** BEGIN SELECTED EXCERPT **
12074853_1240984032594604_8047899339136778006_n.jpg


n =1632 (committed voters, only)
 
Good news for the Liberals; ABACUSDATA says that they have come waaaaay up in a key category: people who think they can win the election:

CQt3Ag5W8AAX0JZ.png:large


That is what Momentum is made from ...
 
E.R. Campbell said:
The Globe and Mail has a new Election Forecast to kick off the last two weeks of the campaign. The data suggests that there is a:

74% chance that the Conservatives get the most seats

5% chance that the NDP gets the most seats

22% chance that the Liberals get the most seats

And a

19% chance that the Green party gets more than one seat

7% chance that all three main parties win 100 seats or more

8% chance that any party gets a majority
...


The Globe and Mail's Election Forecast has been updated this morning, there is now a:

75% chance that the Conservatives get the most seats ~ that's up, very slightly

4% chance that the NDP gets the most seats ~ that's down, also very slightly

22% chance that the Liberals get the most seats ~ unchanged

And a

20% chance that the Green party gets more than one seat

7% chance that all three parties win 100 seats or more

5% chance that any party gets a majority ~ that's down from 8%, a statistically considerable drop in one day
 
Not so good news for the Liberals: even Jeffrey Simpson, a usually reliable shill for the (generally Liberal) Laurentian Consensus, has some real doubts about M Trudeau's capability to keep his promises which he explains in this article which is reproduced under the Fair Dealing provisions of the Copyright Act from the Globe and Mail:

http://www.theglobeandmail.com/news/politics/globe-politics-insider/liberals-platform-promises-much-but-how-much-can-they-deliver/article26690262/
gam-masthead.png

Liberals’ platform promises much, but how much can they deliver?

SUBSCRIBERS ONLY

Jeffrey Simpson
The Globe and Mail

Published Wednesday, Oct. 07, 2015

Any political party’s election platform that projects spending and revenue four years into the future is like a child’s game of pin the tail on the donkey.

The party might place the tail in the correct place – that is, its projections might come close to reality; more likely, reality will unfold in unpredictable ways, thereby causing the tail to miss the donkey altogether.

So when the Liberal Party projects deficits a shade under $10-billion for the first two years of a government it would lead, followed by $5.7-billion in the third year and a $1-billion surplus in the fourth, the projections are guesstimates.

The party can only surmise that future economic growth will be strong, hope the public money it will invest stimulates economic activity as forecast, and cross its fingers the cuts it will necessarily have to make in government administration plus the elimination of yet-unidentified tax expenditures will balance the budget.
** END SELECTED EXCERPT **
● **CHALLENGES**:
a - In the election post, what chance of any party getting a majority does the updated Globe and Mail forecast give?
b - Pull out the stretch of the election post from "Any political party’s" through "on the donkey.", copying it word for word.
** BEGIN DATA **
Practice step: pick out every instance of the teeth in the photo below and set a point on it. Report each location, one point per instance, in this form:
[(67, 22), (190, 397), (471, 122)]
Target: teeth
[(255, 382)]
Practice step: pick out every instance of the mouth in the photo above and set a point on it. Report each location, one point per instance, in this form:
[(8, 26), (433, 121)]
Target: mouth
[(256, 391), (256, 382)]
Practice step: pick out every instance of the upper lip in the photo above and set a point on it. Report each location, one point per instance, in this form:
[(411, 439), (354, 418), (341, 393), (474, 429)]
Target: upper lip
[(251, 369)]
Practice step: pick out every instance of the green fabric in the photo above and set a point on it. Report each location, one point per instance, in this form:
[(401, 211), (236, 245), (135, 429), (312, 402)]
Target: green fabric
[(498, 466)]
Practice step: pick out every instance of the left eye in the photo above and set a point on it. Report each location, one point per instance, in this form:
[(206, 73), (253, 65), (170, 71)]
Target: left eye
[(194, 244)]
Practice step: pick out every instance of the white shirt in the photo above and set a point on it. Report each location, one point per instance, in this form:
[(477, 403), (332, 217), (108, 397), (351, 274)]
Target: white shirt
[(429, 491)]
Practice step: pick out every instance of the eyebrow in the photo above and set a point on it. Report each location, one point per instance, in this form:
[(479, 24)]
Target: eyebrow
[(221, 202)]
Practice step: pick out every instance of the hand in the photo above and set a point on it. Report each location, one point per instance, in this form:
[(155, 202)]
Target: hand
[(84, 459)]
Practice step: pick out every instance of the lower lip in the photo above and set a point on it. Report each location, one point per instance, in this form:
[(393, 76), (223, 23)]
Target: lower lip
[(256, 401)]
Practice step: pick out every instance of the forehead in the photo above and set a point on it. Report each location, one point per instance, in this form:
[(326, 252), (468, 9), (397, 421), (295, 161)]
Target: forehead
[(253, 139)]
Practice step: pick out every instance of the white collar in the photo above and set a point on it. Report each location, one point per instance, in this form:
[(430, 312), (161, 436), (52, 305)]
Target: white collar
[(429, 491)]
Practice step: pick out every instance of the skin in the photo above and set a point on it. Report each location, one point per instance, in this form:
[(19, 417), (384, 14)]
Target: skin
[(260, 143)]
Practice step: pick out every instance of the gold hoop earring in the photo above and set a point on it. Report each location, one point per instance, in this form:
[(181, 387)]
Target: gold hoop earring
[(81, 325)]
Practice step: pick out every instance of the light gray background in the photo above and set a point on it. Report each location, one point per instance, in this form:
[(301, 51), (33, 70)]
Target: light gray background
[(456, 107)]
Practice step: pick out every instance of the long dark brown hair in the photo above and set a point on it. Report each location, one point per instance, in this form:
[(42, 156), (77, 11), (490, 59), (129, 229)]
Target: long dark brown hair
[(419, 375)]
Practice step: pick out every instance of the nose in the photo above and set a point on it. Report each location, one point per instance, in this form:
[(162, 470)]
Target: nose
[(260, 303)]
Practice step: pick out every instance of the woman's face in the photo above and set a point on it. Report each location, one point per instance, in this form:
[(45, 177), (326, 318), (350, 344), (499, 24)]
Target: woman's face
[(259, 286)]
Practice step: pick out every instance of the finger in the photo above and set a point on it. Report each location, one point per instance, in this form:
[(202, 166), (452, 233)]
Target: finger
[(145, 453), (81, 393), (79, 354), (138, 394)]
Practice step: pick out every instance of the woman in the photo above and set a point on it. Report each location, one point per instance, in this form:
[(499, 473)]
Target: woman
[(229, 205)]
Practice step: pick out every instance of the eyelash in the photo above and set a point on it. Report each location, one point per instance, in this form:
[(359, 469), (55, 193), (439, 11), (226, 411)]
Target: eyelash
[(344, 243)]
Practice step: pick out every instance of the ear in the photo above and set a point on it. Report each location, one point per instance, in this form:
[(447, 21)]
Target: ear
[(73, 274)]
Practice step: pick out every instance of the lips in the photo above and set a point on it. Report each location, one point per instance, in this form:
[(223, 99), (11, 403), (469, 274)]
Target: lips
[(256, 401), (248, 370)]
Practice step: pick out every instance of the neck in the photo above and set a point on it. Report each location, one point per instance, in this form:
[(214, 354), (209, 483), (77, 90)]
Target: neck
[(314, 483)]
** END DATA **
** BEGIN DATA **
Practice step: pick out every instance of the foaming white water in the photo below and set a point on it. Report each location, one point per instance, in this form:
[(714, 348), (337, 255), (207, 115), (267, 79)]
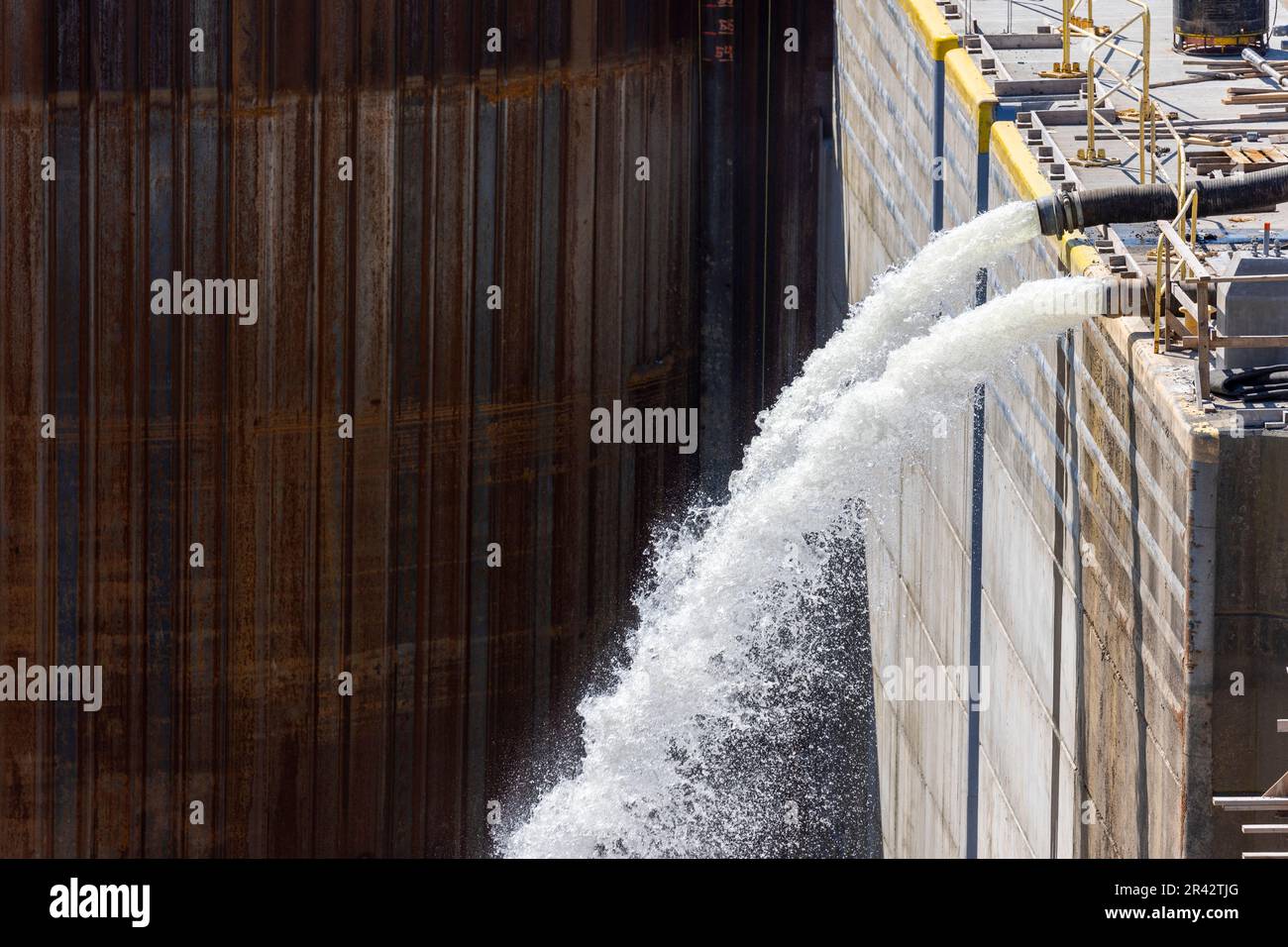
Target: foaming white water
** END DATA **
● **FINAL RESULTS**:
a - 5%, down from 8%.

b -
Any political party’s election platform that projects spending and revenue four years into the future is like a child’s game of pin the tail on the donkey.